▸ **What you will do**:
Pull out every line in the entries below that contains the word "bogie", and copy each one unchanged.

▸ **Data for this exercise**:
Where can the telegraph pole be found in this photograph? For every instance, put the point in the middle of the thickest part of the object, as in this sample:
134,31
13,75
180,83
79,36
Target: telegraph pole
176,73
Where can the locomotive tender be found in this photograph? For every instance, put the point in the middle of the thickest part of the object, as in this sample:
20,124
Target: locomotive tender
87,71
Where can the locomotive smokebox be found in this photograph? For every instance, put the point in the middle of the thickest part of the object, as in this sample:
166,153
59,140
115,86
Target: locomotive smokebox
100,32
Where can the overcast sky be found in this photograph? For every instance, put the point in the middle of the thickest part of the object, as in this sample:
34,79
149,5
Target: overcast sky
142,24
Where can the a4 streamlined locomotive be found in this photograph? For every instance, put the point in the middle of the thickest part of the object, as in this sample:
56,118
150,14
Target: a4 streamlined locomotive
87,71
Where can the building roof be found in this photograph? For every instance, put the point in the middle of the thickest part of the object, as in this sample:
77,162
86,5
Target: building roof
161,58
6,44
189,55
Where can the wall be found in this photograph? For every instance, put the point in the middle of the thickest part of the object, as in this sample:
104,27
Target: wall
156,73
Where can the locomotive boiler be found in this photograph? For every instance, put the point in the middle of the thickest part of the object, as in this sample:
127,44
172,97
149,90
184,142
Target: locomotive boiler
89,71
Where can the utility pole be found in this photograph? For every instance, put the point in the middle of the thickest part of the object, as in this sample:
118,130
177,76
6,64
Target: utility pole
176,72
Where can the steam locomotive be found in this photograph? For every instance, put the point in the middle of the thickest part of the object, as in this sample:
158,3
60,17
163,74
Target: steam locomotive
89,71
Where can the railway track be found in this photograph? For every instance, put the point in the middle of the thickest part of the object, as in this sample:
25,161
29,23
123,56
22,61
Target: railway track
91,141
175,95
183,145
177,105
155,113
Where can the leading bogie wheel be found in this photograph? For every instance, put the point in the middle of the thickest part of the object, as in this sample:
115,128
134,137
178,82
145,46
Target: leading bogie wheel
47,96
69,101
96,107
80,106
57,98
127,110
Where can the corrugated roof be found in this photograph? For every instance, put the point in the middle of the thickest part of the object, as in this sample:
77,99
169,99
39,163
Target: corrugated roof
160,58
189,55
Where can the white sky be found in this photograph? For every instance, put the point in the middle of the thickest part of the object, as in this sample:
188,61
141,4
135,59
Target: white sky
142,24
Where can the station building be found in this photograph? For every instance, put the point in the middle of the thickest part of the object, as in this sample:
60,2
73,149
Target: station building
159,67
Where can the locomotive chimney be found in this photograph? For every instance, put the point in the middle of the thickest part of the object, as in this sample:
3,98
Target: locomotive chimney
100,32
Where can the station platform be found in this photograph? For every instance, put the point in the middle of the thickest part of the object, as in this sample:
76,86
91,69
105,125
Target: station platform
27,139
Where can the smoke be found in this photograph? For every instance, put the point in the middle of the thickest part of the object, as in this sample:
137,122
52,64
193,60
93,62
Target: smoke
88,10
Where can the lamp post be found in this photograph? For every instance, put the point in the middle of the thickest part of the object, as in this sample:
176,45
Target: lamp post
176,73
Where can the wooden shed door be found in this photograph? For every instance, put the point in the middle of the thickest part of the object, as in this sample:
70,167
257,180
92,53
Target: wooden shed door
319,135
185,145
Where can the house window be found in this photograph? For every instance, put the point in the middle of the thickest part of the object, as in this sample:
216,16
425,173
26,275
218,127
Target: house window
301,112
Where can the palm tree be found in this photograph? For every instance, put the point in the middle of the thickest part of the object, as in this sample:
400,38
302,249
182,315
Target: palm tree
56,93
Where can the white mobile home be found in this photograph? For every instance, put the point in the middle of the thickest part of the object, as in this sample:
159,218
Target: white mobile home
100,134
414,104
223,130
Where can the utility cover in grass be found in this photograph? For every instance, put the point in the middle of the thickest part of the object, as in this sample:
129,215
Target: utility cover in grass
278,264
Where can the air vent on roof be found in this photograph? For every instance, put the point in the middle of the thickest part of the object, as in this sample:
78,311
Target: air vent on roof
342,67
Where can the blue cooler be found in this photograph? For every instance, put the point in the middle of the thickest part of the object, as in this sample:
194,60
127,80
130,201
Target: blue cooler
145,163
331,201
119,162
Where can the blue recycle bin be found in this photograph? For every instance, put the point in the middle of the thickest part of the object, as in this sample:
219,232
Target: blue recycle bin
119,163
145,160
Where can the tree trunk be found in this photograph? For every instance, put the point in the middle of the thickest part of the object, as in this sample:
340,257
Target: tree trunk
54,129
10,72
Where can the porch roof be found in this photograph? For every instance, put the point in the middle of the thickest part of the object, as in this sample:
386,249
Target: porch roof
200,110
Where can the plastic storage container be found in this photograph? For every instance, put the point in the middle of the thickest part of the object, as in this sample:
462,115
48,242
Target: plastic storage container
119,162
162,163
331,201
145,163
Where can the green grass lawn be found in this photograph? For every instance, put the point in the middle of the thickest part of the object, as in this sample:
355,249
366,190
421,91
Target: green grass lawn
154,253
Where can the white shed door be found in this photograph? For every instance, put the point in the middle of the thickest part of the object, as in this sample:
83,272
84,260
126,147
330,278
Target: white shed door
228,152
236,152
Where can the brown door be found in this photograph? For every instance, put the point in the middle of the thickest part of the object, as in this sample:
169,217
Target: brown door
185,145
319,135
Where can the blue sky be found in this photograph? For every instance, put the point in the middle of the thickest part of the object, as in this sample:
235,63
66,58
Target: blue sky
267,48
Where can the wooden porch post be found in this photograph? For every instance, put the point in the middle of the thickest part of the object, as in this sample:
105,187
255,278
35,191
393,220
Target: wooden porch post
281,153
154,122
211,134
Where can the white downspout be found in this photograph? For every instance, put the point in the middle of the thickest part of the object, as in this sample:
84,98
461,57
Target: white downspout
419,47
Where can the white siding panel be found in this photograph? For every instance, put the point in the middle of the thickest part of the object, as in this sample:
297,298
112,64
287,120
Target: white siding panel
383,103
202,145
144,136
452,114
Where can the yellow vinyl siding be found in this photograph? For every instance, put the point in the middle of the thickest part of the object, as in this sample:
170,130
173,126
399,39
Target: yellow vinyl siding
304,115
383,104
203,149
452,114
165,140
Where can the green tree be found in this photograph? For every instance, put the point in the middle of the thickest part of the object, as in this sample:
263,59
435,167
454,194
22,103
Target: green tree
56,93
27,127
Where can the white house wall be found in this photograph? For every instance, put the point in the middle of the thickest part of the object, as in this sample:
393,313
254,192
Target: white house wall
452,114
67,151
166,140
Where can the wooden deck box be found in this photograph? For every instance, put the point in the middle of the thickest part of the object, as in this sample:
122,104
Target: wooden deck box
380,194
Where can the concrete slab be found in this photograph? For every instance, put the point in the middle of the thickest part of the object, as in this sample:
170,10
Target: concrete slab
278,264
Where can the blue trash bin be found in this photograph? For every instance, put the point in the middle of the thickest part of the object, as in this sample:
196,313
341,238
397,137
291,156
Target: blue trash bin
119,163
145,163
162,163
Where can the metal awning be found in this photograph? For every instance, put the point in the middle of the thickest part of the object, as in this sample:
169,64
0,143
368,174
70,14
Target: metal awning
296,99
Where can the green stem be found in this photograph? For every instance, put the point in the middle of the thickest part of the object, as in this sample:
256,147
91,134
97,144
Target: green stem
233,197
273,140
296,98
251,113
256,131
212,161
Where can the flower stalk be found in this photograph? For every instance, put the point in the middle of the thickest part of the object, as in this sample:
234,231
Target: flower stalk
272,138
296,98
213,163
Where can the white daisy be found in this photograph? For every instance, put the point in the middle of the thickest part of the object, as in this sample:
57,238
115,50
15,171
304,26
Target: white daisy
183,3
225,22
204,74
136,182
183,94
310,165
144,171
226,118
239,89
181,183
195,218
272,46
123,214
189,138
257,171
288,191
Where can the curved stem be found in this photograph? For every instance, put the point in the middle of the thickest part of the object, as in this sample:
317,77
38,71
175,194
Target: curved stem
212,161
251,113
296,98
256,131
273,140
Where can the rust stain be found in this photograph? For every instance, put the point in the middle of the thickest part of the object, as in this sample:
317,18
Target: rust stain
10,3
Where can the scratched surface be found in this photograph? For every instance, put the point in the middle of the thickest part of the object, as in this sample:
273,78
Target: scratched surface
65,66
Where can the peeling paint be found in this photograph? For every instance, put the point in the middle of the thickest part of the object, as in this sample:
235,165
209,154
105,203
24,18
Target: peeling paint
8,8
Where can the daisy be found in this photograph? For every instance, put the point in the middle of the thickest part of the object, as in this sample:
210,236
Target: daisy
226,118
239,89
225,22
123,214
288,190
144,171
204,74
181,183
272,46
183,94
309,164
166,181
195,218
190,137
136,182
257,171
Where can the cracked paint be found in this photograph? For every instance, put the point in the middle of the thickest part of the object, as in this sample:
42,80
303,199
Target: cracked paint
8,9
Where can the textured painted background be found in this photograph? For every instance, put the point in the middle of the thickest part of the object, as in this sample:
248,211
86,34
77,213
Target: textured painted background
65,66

...

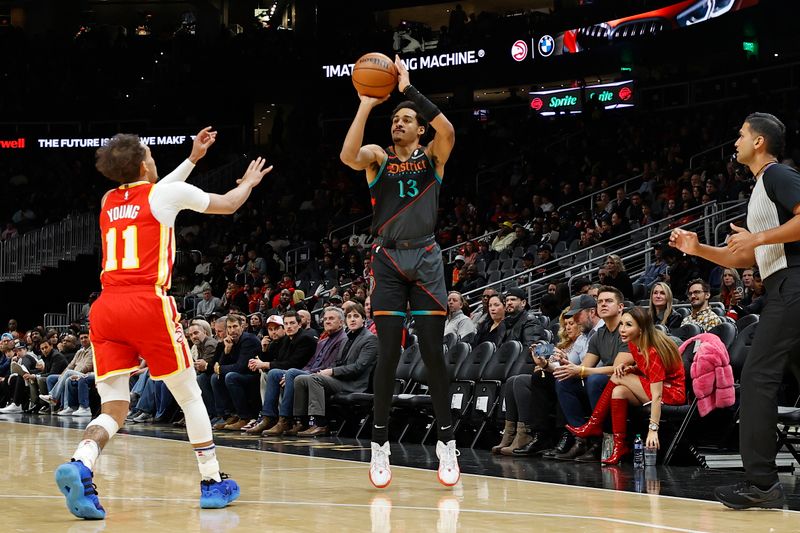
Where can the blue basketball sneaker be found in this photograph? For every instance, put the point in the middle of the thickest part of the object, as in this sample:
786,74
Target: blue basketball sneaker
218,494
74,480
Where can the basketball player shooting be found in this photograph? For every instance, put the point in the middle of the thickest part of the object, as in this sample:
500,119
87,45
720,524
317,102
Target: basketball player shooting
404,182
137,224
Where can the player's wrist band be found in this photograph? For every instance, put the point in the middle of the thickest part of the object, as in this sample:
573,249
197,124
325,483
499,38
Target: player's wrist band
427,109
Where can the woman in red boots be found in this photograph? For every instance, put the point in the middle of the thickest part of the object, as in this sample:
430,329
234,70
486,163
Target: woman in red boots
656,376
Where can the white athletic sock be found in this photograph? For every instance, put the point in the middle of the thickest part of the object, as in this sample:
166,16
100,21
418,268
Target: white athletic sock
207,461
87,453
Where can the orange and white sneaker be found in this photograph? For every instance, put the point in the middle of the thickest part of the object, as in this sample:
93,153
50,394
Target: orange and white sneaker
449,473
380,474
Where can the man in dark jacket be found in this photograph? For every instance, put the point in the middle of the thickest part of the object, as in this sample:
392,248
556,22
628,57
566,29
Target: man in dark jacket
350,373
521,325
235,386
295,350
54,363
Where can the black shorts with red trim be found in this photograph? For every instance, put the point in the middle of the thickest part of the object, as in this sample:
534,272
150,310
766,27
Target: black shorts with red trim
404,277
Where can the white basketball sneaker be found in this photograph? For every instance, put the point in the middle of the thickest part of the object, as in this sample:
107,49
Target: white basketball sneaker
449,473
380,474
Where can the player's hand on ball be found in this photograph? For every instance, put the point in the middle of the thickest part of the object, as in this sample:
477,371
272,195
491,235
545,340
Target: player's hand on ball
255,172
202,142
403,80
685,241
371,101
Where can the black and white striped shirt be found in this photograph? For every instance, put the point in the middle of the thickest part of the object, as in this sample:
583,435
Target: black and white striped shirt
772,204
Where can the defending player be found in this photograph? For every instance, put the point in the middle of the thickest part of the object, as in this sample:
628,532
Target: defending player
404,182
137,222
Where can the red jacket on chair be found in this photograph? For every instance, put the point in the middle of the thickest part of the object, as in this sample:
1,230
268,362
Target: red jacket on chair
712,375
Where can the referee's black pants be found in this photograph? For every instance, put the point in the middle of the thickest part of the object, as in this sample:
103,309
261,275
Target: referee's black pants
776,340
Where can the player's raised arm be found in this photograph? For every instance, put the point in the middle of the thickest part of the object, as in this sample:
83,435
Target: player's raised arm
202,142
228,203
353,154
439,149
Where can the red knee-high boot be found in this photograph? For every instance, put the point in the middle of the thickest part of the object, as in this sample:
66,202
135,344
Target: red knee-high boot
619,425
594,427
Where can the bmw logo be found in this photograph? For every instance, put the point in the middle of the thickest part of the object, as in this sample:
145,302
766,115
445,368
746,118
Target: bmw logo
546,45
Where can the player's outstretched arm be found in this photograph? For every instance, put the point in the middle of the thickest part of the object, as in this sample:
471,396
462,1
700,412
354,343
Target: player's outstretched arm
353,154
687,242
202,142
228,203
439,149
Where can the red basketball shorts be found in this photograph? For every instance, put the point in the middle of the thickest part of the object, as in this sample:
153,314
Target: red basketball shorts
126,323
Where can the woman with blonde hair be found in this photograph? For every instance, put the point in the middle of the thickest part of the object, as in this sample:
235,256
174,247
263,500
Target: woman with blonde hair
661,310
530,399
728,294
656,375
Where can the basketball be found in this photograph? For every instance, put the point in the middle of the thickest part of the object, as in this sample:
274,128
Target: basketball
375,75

▸ **The result**:
Where can the leading bogie wheel be found in this photograph? For every instance, put the point in the middle of the thickest part of the object, as in this sample:
Target: leading bogie wheel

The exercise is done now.